## Data under study
* * *

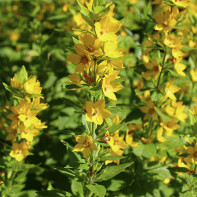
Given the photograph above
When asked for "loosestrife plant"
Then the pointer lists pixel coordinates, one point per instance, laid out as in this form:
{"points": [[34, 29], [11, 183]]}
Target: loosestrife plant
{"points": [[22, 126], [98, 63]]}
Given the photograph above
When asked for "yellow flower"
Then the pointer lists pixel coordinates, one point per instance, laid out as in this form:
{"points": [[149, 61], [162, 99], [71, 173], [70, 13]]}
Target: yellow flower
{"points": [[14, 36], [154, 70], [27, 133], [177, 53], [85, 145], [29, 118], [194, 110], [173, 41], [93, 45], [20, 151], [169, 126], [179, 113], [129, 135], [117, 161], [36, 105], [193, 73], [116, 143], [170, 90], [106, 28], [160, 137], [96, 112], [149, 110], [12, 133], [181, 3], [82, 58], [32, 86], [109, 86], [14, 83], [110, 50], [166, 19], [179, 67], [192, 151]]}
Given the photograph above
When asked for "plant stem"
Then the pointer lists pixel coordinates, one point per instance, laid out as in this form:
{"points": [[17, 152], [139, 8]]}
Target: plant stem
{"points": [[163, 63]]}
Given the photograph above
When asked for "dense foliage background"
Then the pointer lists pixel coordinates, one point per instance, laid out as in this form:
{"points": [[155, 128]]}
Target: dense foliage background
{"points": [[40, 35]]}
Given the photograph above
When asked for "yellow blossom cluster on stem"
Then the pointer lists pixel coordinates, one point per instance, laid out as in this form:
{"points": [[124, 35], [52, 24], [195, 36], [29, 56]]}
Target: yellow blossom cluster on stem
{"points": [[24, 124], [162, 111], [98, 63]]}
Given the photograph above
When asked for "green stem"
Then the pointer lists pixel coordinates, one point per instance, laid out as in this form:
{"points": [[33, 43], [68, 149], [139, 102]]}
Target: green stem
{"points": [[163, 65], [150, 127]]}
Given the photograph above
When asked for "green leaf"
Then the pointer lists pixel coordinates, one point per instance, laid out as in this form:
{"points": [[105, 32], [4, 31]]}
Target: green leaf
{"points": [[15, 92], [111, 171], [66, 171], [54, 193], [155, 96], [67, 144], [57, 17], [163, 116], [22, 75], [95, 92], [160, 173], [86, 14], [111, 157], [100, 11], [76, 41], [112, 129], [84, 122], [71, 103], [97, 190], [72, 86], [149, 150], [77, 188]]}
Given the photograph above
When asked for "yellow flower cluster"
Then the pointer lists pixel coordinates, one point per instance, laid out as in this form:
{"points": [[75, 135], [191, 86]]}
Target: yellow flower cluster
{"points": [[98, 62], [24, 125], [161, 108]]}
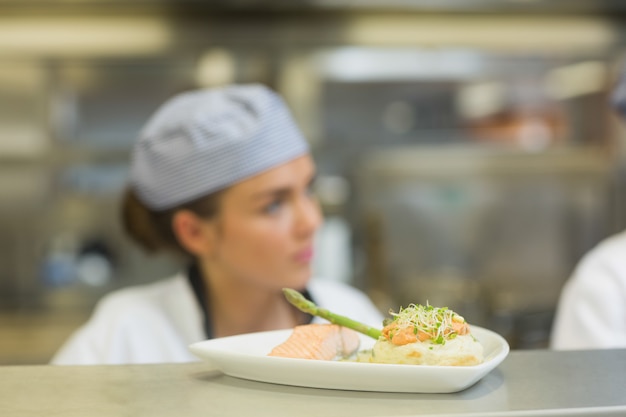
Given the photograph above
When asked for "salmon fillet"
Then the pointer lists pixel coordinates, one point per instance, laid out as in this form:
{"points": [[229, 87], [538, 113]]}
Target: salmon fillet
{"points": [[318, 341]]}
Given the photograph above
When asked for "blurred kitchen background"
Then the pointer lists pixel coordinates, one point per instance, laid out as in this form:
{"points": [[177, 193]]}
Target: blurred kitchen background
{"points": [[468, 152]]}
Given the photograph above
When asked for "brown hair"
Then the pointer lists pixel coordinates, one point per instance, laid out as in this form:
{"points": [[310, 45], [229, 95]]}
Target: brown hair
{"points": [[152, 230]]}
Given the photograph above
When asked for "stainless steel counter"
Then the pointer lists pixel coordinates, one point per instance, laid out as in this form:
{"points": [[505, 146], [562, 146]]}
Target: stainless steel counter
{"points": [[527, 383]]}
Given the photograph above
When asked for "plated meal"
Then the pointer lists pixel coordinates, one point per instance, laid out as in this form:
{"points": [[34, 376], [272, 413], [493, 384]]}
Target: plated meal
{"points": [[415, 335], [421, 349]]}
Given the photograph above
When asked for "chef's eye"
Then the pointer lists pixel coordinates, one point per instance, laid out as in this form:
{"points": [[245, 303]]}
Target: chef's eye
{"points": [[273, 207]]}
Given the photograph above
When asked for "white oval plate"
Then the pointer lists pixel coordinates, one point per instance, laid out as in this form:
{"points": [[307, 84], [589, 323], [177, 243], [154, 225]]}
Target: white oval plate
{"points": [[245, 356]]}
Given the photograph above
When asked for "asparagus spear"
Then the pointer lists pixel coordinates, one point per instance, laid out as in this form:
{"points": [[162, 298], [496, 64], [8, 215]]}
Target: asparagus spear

* * *

## Goal of the exercise
Reproduce each entry word for word and cut the images.

## Exercise output
Given the photograph above
When asked for "loosestrife plant"
Then the pointer lists pixel coordinates, one point per instance, laid out as in this form:
{"points": [[34, 29], [11, 183]]}
Target: loosestrife plant
{"points": [[22, 126], [98, 63]]}
Given the photograph above
When asked for "yellow flower"
Then the pointer lists pixel coordinates, one point per instance, laid out as in this form:
{"points": [[149, 61], [162, 99], [71, 173], [70, 13]]}
Target: yellow flower
{"points": [[14, 36], [154, 70], [27, 133], [177, 53], [85, 145], [29, 118], [194, 110], [173, 41], [93, 45], [20, 151], [169, 126], [179, 113], [129, 135], [117, 161], [36, 105], [193, 73], [116, 143], [170, 90], [106, 28], [160, 137], [96, 112], [149, 110], [12, 133], [181, 3], [82, 58], [32, 86], [109, 86], [14, 83], [110, 50], [166, 19], [179, 67], [192, 151]]}
Given the photograph above
When asked for "plant stem"
Then the pointer lists pixel coordinates, one point per instance, laid out as in this form:
{"points": [[17, 152], [139, 8]]}
Target: plant stem
{"points": [[163, 63]]}
Given the photograph above
When asked for "dense foliage background"
Then the pointer lists pixel coordinates, one point per instance, laid out as in this form:
{"points": [[155, 128]]}
Target: dense foliage background
{"points": [[40, 35]]}
Given the photograph above
When asked for "yellow blossom cluster on stem"
Then the pointer lists pixel coordinates, one point per instance, laid out as in this form:
{"points": [[124, 35], [52, 24], [195, 36], [29, 56]]}
Target: yellow blossom cluster on stem
{"points": [[24, 124], [162, 111], [98, 63]]}
Given the photograph above
When asked for "green stem"
Then the pointer lists pixel coordinates, one point per instance, laid out as in this form:
{"points": [[33, 43], [68, 149], [139, 102]]}
Target: green stem
{"points": [[163, 65], [150, 127]]}
Given the photograph above
When asked for "green leaf"
Then the pointer lists pixel coordinates, one point per instance, laid out as in this form:
{"points": [[105, 32], [4, 31]]}
Target: green leaf
{"points": [[15, 92], [111, 171], [66, 171], [54, 193], [155, 96], [67, 144], [57, 17], [163, 116], [22, 75], [95, 92], [160, 173], [86, 14], [111, 157], [100, 11], [76, 41], [112, 129], [84, 122], [71, 103], [97, 190], [72, 86], [149, 150], [77, 188]]}
Given the photograph above
When asked for "yellow flower cluster"
Then the pointer lists pixel coordinates, one point per instance, laid out as in this form:
{"points": [[75, 135], [191, 86]]}
Target: yellow flower cluster
{"points": [[98, 62], [24, 125], [161, 108]]}
Given the photograph above
When asked for "salmon fillet"
Then the pointer lists pixel coordinates, one point per instance, laid out as in this form:
{"points": [[229, 87], [538, 113]]}
Target: salmon fillet
{"points": [[318, 341]]}
Given the photograph above
When asked for "blurred kitchen background"
Then the pointer lists pixel coordinates, one point per instance, laid out as in this form:
{"points": [[177, 193]]}
Target: blurred kitchen background
{"points": [[468, 152]]}
Given the photograph above
When asked for "brown hair"
Then the pointer lists pixel coordinates, one point per instance, laid out as in this form:
{"points": [[310, 45], [229, 95]]}
Target: brown hair
{"points": [[152, 230]]}
Given the photograph above
When asked for "stainless steel counter"
Then the pointer lists pixel coordinates, one point per instance, laid out as in this form:
{"points": [[505, 146], [562, 146]]}
Target: stainless steel counter
{"points": [[527, 383]]}
Given the photograph above
When asked for "plated meal"
Then the pointer lists pixel coordinates, one point per instance, laid out as in this form:
{"points": [[34, 376], [272, 413], [493, 384]]}
Target: plated meal
{"points": [[415, 335], [421, 349]]}
Given the photograph above
When asked for "chef's eye"
Then the pointer lists pixel coordinates, one point per instance, laid out as in this form:
{"points": [[245, 303]]}
Target: chef's eye
{"points": [[273, 207]]}
Given the photograph above
When asked for "white oval plate"
Then the pointer lists pixel coordinates, one point per instance, laid out as in this form:
{"points": [[307, 84], [589, 323], [177, 243], [154, 225]]}
Target: white oval plate
{"points": [[245, 356]]}
Given the photograph above
When asked for "asparagus spear"
Then the pointer lists pixel coordinates, one point per instance, laid out as in this form:
{"points": [[162, 298], [496, 64], [8, 215]]}
Target: asparagus spear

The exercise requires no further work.